Pays en crise politico-militaire depuis des décennies, la République centrafricaine semble ne pas sortir du spectre de la guerre. La réforme de la Constitution dans les tiroirs du Parlement avant son invalidation par la Cour constitutionnelle a agité les Centrafricains de tous bords. Le débat était vif, car la révision du texte fondamental de 2016 pourrait permettre à Faustin Archange Touadéra de rempiler pour un troisième mandat à la tête du pays.

Commentant le projet de nouvelle Constitution, le ministre conseiller spécial du président Touadéra, Fidèle Gouandjika, estimait que «ce que veut le peuple souverain, c’est une nouvelle Constitution et non une modification simpliste d’une Constitution qui a été mal écrite», pour justifier, selon lui, le recours au référendum. Tandis que la plus haute juridiction du pays, la Cour constitutionnelle a donné raison à l’opposition qu’il était inopportun de changer la Constitution au risque de mettre le pays à feu et à sang.

Mme Danièle Darlan
Mme Danièle Darlan

Ce refus de la Cour constitutionnelle de permettre le référendum constitutionnel a suscité la colère du pouvoir, notamment du président Touadéra qui a démis de leurs fonctions Danièle Darlan et Trinité Bango Sangafio, respectivement présidente et vice-président de cette haute instance judiciaire. Sous prétexte qu’ils avaient atteint l’âge limite pour la retraite.
Le barreau de Centrafrique est sorti à son tour du silence pour dénoncer la mise à la retraite de Danièle Darlan, désormais ex-présidente de la Cour constitutionnelle, et du juge Trinité Bango Sangafio. Tous les deux avaient été démis de leurs fonctions par décret présidentiel du 31 octobre 2022.
Le barreau jugeait la décision prise par le président Touadéra «illégale et anticonstitutionnelle». Me Emile Bizon, bâtonnier de l’Ordre des avocats de Centrafrique, était signataire de ce document. Pour lui, l’éviction de Danièle Darlan et de Trinité Bango Sangafio «procède de la volonté du pouvoir exécutif d’assujettir le pouvoir judiciaire».
«Très clairement, nous pensons que ce relèvement de Mme Darlan et de M. Sangafio relève du fait que le pouvoir exécutif n’était pas du tout content des décisions que la Cour constitutionnelle a rendues au mois de septembre 2022 et qui sont contraires à la volonté du pouvoir exécutif», selon lui.

• [EXTRAITS DE LIGNES]:
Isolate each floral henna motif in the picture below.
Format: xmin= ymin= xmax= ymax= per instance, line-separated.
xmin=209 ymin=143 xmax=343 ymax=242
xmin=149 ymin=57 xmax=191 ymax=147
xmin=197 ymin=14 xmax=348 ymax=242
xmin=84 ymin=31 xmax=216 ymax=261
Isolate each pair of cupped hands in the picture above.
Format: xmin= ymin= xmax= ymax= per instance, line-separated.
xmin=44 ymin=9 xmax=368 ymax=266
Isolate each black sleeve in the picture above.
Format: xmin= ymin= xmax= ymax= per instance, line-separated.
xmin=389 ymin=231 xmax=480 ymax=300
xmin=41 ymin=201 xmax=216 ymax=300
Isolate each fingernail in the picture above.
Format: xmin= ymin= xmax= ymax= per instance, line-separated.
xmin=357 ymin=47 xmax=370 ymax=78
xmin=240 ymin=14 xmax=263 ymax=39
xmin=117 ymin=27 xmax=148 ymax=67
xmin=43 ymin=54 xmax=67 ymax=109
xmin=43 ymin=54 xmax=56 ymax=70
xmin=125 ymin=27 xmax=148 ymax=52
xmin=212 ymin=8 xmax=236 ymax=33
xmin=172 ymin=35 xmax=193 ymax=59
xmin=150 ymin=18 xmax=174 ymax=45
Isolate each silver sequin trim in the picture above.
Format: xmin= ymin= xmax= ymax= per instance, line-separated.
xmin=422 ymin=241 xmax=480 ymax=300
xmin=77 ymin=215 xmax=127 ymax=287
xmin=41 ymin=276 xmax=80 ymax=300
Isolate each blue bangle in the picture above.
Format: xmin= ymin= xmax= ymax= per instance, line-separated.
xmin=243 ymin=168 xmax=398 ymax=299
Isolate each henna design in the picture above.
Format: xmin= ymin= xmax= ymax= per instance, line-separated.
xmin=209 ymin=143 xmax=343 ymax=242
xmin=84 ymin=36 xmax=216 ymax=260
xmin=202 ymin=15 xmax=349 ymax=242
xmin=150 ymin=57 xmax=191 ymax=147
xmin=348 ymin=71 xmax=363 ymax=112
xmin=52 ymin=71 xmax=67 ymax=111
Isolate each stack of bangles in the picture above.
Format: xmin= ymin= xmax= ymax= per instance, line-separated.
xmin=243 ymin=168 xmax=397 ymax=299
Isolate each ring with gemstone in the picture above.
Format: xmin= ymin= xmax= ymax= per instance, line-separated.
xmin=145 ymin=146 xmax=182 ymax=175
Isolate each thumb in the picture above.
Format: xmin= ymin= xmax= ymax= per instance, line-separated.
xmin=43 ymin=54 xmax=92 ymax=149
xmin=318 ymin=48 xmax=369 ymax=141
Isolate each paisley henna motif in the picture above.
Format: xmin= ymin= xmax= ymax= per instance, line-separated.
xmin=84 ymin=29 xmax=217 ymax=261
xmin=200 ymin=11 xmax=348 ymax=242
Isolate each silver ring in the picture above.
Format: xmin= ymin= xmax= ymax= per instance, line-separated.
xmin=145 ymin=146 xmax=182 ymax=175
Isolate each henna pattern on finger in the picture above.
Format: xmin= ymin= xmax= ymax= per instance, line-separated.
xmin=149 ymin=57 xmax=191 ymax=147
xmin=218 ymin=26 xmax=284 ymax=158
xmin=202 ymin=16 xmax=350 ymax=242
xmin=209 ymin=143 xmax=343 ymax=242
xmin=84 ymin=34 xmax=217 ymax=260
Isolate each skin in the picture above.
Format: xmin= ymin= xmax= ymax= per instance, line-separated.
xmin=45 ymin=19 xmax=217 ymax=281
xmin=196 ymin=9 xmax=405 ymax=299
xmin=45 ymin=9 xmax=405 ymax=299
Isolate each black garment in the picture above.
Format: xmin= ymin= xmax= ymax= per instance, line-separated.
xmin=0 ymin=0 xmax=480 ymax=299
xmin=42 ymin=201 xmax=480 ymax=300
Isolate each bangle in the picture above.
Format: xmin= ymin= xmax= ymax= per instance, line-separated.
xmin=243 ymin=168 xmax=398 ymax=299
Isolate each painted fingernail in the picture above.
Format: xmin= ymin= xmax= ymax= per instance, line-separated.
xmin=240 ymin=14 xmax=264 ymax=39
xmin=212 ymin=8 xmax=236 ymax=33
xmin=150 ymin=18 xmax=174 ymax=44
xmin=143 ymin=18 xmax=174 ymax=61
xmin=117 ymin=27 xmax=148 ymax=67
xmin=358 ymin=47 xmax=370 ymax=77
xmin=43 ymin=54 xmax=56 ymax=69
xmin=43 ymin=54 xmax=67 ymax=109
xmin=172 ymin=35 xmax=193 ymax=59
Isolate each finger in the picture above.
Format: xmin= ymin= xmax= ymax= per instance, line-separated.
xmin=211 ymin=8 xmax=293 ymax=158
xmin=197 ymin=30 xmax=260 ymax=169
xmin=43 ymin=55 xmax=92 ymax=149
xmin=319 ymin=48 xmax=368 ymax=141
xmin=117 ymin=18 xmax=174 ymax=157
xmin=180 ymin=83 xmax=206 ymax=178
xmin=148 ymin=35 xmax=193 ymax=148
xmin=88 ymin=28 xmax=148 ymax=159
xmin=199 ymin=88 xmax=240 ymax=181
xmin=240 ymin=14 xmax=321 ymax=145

• [CONSIGNE ÉCRITE 1]:
D'après le passage sur la Constitution centrafricaine, de quand date le décret présidentiel qui a démis Danièle Darlan et Trinité Bango Sangafio de leurs fonctions ?
• [CONSIGNE ÉCRITE 2]:
Citez le passage sur la Constitution centrafricaine en commençant par « Pays en crise » et en allant jusqu'à « tête du pays. » inclus.
• [CONSIGNE ÉCRITE 3]:
Veuillez écrire la suite du passage sur la Constitution centrafricaine, après sa dernière phrase.
Les lignes ne sont pas nécessaires ici.

• [RÉPONSE 1]:
Du 31 octobre 2022.

• [RÉPONSE 2]:
Pays en crise politico-militaire depuis des décennies, la République centrafricaine semble ne pas sortir du spectre de la guerre. La réforme de la Constitution dans les tiroirs du Parlement avant son invalidation par la Cour constitutionnelle a agité les Centrafricains de tous bords. Le débat était vif, car la révision du texte fondamental de 2016 pourrait permettre à Faustin Archange Touadéra de rempiler pour un troisième mandat à la tête du pays.

• [RÉPONSE 3]:
Le dialogue politique ouvert sans l’opposition

Il était tant attendu par l’ensemble des acteurs sociopolitiques pour mettre un terme au conflit qui ensanglante le pays depuis des années. Le dialogue politique était ouvert lundi 21 mars 2022 à Bangui par le président Faustin Archange Touadéra. Promis de longue date par le chef de l’Etat, malheureusement ce dialogue s’est tenu sans les principaux opposants politiques. Ces derniers, dans une déclaration, dimanche 20 mars 2022, annonçaient leur retrait affirmant que leurs revendications, à savoir l’inclusion des groupes armés et l’inscription à l’ordre du jour de la crise post-électorale, n’avaient pas été satisfaites.
C’est sans les ténors de l’opposition que le dialogue a débuté dans l’hémicycle de l’Assemblée nationale centrafricaine. Plusieurs centaines de personnes étaient présentes: membres du gouvernement, députés, diplomates en poste à Bangui… Il y avait aussi les anciens présidents Michel Djotodia et Catherine Samba-Panza, l’ancien chef de guerre Abdoulaye Hissène.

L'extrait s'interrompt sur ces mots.